Could you copy the material from the line containing "headlight. Report pixel corners as JSON arrays." through the line containing "[[41, 355, 403, 559]]", replacing "headlight" with "fog lamp" and leaving everything else unchanged?

* * * * *

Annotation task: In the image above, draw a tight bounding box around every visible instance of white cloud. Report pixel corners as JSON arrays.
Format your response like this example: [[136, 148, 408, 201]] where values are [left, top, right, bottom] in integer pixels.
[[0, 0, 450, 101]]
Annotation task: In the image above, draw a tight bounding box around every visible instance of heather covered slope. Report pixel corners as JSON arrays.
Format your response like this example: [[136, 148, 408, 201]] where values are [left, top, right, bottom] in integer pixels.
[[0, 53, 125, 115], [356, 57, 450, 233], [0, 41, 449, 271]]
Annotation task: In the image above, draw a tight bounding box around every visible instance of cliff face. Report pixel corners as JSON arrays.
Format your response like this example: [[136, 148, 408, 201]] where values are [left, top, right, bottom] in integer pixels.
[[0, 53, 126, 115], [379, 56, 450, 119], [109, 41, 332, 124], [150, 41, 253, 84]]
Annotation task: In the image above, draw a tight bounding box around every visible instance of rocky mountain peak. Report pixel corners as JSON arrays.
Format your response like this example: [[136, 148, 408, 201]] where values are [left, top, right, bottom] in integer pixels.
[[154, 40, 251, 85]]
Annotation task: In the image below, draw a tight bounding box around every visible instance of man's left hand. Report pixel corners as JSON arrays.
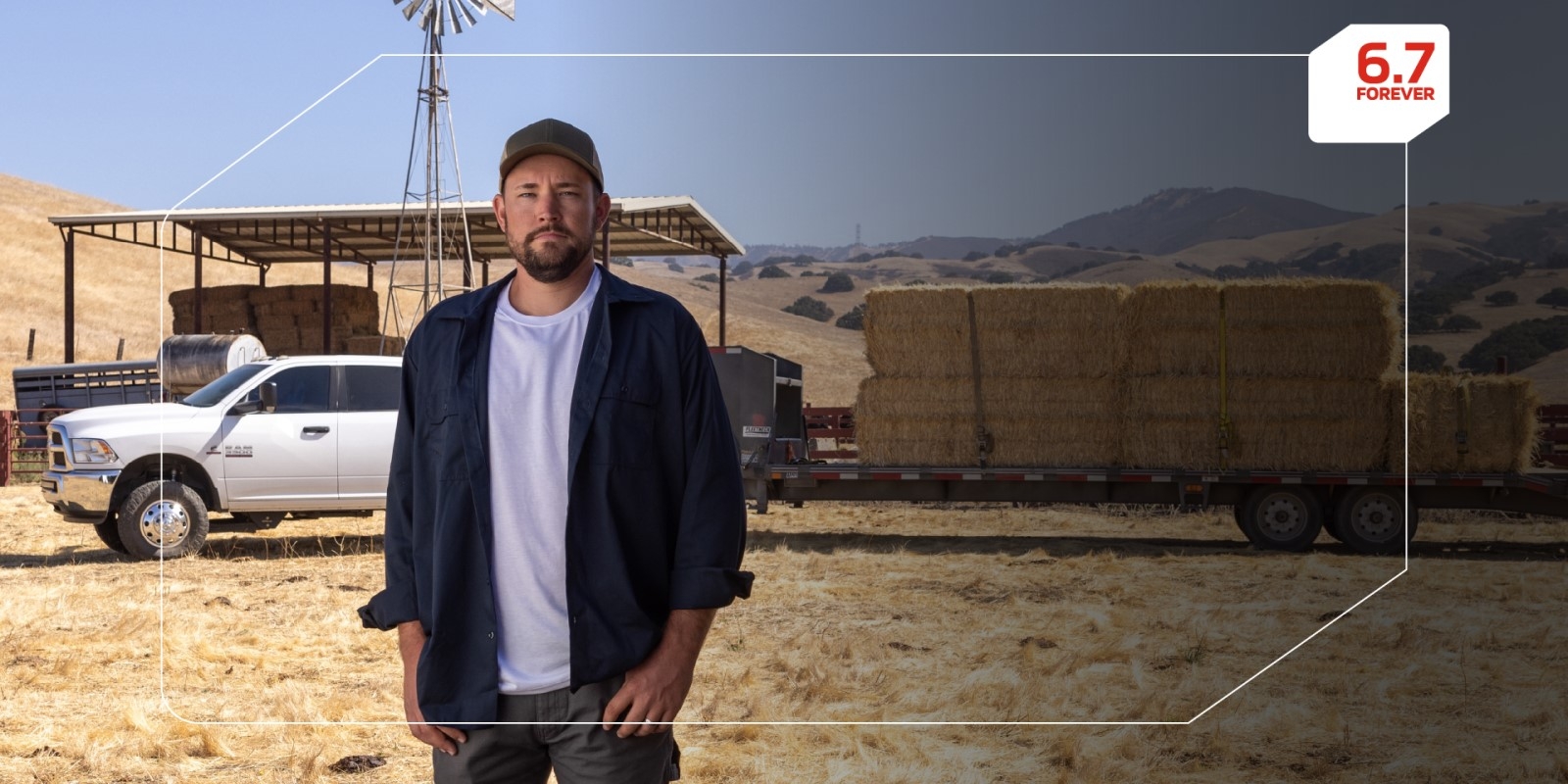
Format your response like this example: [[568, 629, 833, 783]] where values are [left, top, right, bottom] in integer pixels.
[[604, 610, 715, 737]]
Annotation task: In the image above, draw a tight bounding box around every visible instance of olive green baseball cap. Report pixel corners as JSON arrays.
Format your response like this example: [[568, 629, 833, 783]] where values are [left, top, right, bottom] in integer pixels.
[[500, 118, 604, 193]]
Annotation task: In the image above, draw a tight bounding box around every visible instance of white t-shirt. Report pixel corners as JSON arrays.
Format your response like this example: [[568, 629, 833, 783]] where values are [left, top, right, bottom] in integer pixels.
[[488, 267, 599, 695]]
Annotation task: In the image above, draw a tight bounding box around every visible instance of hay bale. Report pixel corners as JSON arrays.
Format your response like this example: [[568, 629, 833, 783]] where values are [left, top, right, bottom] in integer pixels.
[[1121, 376, 1220, 426], [1385, 373, 1540, 473], [1225, 277, 1398, 330], [1226, 413, 1388, 470], [855, 376, 977, 466], [969, 416, 1121, 468], [865, 285, 974, 378], [1121, 416, 1220, 468], [966, 284, 1131, 378], [1118, 280, 1221, 376], [978, 378, 1121, 425], [1119, 376, 1388, 470], [1229, 378, 1388, 423], [1226, 324, 1401, 382], [1119, 279, 1400, 381], [343, 335, 403, 356]]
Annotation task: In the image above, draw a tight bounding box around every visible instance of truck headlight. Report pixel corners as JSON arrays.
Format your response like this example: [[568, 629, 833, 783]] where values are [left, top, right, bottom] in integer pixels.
[[71, 439, 120, 465]]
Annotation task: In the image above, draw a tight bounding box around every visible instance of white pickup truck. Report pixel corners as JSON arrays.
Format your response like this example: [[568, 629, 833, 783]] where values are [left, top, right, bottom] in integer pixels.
[[41, 355, 403, 559]]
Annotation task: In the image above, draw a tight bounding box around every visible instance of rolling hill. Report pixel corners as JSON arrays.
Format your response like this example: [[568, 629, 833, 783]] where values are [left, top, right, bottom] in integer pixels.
[[9, 174, 1568, 408]]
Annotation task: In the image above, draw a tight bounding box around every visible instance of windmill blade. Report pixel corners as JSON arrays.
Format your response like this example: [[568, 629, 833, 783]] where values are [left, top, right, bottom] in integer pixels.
[[392, 0, 425, 26], [452, 0, 484, 33], [392, 0, 517, 28], [483, 0, 517, 22]]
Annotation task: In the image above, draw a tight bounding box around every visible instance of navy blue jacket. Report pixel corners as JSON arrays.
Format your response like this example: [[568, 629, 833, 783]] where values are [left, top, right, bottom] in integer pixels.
[[359, 269, 751, 724]]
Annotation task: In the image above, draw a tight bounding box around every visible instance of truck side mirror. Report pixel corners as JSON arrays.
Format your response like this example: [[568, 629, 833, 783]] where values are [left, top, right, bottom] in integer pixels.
[[256, 381, 277, 414]]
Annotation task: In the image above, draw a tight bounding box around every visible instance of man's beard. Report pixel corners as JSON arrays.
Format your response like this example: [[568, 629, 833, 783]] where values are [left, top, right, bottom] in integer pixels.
[[507, 225, 593, 284]]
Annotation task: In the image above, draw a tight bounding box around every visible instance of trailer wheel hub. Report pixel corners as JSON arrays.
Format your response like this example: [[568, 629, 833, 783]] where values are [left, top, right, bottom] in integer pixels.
[[1259, 496, 1306, 539], [1350, 496, 1403, 541]]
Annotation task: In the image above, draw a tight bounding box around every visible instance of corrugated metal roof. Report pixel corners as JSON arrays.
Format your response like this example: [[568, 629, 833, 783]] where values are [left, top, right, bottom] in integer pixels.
[[49, 196, 747, 267]]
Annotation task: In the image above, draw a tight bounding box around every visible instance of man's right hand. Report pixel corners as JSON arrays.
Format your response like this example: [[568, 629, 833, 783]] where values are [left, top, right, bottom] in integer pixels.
[[397, 621, 468, 755]]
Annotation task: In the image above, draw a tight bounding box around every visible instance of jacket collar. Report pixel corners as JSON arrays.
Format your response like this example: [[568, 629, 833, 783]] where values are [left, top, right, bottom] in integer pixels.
[[431, 264, 654, 324]]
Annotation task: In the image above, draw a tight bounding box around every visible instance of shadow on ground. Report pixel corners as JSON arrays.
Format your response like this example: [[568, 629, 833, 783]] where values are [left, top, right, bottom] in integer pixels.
[[747, 530, 1568, 562]]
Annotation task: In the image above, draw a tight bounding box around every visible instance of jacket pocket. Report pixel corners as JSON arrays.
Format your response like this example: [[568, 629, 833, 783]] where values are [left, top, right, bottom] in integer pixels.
[[586, 384, 659, 467]]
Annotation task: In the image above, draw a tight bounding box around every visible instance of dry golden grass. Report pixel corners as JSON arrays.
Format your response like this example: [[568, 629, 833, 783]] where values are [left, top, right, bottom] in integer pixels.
[[0, 488, 1568, 784], [0, 174, 322, 408]]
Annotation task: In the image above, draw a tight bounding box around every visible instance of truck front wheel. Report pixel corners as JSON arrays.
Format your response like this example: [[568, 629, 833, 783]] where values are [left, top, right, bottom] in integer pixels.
[[118, 480, 207, 560]]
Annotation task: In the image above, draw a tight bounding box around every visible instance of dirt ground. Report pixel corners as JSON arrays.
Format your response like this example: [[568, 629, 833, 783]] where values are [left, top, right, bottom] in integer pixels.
[[0, 488, 1568, 782]]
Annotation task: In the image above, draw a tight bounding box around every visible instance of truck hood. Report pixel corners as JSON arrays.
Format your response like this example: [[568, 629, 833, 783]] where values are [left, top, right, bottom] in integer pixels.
[[55, 403, 215, 437]]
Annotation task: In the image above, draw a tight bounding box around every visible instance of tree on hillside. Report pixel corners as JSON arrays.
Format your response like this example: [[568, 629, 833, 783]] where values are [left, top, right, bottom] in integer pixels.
[[781, 296, 833, 321], [1535, 285, 1568, 309], [1408, 345, 1448, 373], [833, 303, 865, 329], [817, 272, 855, 293], [1441, 314, 1480, 332], [1460, 316, 1568, 373]]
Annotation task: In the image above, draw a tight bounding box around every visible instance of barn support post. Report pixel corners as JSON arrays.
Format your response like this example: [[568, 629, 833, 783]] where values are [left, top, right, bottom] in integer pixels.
[[321, 222, 332, 355], [191, 229, 206, 334], [718, 256, 729, 345], [463, 241, 473, 292], [66, 229, 76, 366]]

* * * * *

# Result of the exercise
Annotation task: In the image above, draw a tight bounding box around every visible instance of truck fog lamp. Report pixel corners as JSON arrays.
Format your response like this example: [[568, 629, 833, 783]] where values are [left, top, right, bottom] in integer pixels.
[[71, 439, 120, 465]]
Annotation task: In the image above, draw a tight bounding box around every visible instance of white pickup truck. Report pixel corners as JSON arrays.
Format your response like this example: [[568, 629, 833, 783]] where values are [left, top, right, bottom] in integer pixels.
[[41, 355, 403, 559]]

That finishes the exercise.